# Alıştırma Seti
a – Yargıtay kararından bir bölümü "Karar Tarihi" yerine "Karar Günü" koyarak yeniden yazın: "Abaküs Yazılım" sözlerinin geçtiği yerden başlayın, "E.  ,  2022/3394 K." sözlerinden sonra durun.
b – Yargıtay kararına göre aşağıdakileri yanıtlayın:
(i) Karar hangi tarihte verilmiştir?
(ii) İlk kararı hangi mahkeme vermiştir?
(iii) Davacı, çekler için ödenen toplam hangi tutarın davalıdan tahsilini istemiştir?

# Kaynaktan Alıntı
Yargıtay 11. Hukuk Dairesi 2020/7990 Esas 2022/3394 Karar Sayılı İlamı

Abaküs Yazılım
11. Hukuk Dairesi
Esas No: 2020/7990
Karar No: 2022/3394
Karar Tarihi: 25.04.2022

Yargıtay 11. Hukuk Dairesi 2020/7990 Esas 2022/3394 Karar Sayılı İlamı

11. Hukuk Dairesi         2020/7990 E.  ,  2022/3394 K.

    "İçtihat Metni"

    MAHKEMESİ : BÖLGE ADLİYE MAHKEMESİ 13.HUKUK DAİRESİ

    Taraflar arasında görülen davada İstanbul Anadolu 9. Asliye Ticaret Mahkemesince verilen 15.05.2018 tarih ve 2015/1533 E- 2018/552 K. sayılı kararın davacı vekili tarafından istinaf edilmesi üzerine, istinaf isteminin esastan reddine dair İstanbul Bölge Adliye Mahkemesi 13. Hukuk Dairesi'nce verilen 24.09.2020 tarih ve 2019/53 E- 2020/921 K. sayılı kararın duruşmalı olarak Yargıtay'ca incelenmesi davacı vekili tarafından istenmiş ve temyiz dilekçesinin süresi içinde verildiği anlaşılmış olmakla, 6100 sayılı Kanun'un 369. maddesi gereğince miktar veya değer söz konusu olmaksızın duruşmalı olarak incelenmesi gereken dava ve işlerin dışında bulunduğundan duruşma isteğinin reddiyle dava dosyası için Tetkik Hakimi ... tarafından düzenlenen rapor dinlendikten ve yine dosya içerisindeki dilekçeler, duruşma tutanakları ve tüm belgeler okunup, incelendikten sonra işin gereği görüşülüp, düşünüldü:
    Davacı vekili, müvekkilinin uhdesinde bulunan ve cirantası olduğu, keşidecisi Bayındır Plastik San. Tic. Ltd. Şti. olan ve İklimya Plastik Ambalaj Geri Dönüşüm San. Tic. Ltd. Şti. lehine keşide edilmiş 30/01/2014 keşide tarihli ...numaralı 15.000,00 TL, 28/02/2014 keşide tarihli ... numaralı 15.000,00 TL, 30/03/2014 keşide tarihli ... numaralı 15.000,00 TL, 30/04/2014 keşide tarihli ... numaralı 15.000,00 TL tutarlı dört adet çekin aralarındaki ticaret gereği davalıya teslim edildiğini, davalının malları teslim yükümlülüğünü yerine getirmediğini, davalının ...numaralı çeki gününde muhatap bankadan, ... numaralı çeki Bursa 2. İcra Müdürlüğü'nün 2014/5522 sayılı dosyasından, ... numaralı ve ... numaralı çekleri Bursa 6. İcra Müdürlüğü'nün 2014/6000 sayılı dosyasından çeklerin keşidecisi olan dava dışı Bayındır Plastik Enjeksiyon Ltd. Şti.’den tahsil etmek suretiyle haksız kazanç elde ettiğini, dava dışı Bayındır şirketinin ödemek zorunda kaldığı meblağı, müvekkilinden ticari ilişkisi gereği tahsil ettiğini ileri sürerek dava konusu çekler yönünden davalıya borçlu olunmadığının tespiti ile çekler için ödenen toplam 73.987,84 TL’nın ödeme tarihlerinden itibaren ayrı ayrı hesaplanacak avans faizi ile birlikte davalıdan tahsiline karar verilmesini talep ve dava etmiştir.

# Seçilmiş Veriler
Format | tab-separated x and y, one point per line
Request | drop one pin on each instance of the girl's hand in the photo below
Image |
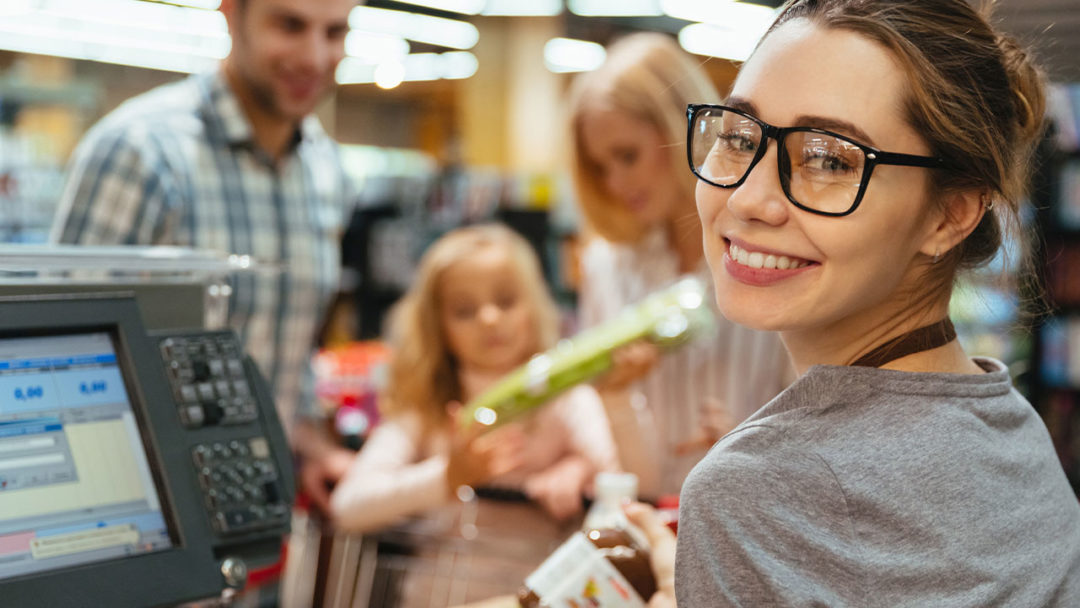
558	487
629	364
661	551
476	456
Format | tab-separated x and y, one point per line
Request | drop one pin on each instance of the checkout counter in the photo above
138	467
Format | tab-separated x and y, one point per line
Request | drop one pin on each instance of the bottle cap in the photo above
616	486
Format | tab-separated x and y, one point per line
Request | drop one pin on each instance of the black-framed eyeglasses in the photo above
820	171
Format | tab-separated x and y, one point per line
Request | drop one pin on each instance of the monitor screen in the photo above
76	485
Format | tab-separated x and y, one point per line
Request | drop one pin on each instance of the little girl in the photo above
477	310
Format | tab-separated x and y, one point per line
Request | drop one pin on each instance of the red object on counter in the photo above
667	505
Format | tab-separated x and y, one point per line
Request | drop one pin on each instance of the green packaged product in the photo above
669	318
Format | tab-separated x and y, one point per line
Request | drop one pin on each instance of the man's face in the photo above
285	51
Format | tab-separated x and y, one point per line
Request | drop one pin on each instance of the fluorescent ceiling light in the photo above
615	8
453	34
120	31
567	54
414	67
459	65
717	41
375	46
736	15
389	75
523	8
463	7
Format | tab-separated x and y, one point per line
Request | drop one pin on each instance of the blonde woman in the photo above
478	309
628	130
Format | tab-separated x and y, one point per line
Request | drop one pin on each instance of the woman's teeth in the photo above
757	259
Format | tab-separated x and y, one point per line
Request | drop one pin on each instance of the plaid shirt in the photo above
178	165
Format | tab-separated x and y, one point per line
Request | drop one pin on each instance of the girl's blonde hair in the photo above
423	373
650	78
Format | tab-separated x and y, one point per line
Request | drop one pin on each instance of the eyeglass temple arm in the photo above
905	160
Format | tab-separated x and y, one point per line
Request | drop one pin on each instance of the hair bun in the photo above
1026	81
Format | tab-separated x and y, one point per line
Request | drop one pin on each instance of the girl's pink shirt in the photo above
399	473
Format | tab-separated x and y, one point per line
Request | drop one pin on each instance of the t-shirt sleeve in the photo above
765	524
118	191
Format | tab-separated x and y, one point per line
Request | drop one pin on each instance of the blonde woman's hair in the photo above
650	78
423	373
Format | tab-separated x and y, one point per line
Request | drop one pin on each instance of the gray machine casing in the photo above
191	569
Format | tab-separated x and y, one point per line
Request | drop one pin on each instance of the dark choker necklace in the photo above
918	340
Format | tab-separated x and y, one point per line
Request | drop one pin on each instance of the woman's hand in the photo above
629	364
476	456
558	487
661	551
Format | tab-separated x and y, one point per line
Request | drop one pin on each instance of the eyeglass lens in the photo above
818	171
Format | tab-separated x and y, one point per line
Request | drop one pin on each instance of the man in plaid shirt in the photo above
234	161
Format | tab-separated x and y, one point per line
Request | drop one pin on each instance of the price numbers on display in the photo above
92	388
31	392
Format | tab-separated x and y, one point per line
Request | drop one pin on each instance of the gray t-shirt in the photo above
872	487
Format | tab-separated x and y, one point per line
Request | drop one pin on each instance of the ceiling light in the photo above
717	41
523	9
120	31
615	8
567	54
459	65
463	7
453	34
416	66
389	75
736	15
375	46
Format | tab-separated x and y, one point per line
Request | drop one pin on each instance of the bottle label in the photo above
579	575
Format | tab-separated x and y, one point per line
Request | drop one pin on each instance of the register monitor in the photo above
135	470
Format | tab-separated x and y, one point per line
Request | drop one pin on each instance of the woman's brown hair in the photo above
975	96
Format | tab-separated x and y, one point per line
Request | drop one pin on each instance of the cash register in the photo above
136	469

# Yazılı Yanıtlar
a –
Abaküs Yazılım
11. Hukuk Dairesi
Esas No: 2020/7990
Karar No: 2022/3394
Karar Günü: 25.04.2022

Yargıtay 11. Hukuk Dairesi 2020/7990 Esas 2022/3394 Karar Sayılı İlamı

11. Hukuk Dairesi         2020/7990 E.  ,  2022/3394 K.

b –
(i) 25.04.2022
(ii) İstanbul Anadolu 9. Asliye Ticaret Mahkemesi
(iii) 73.987,84 TL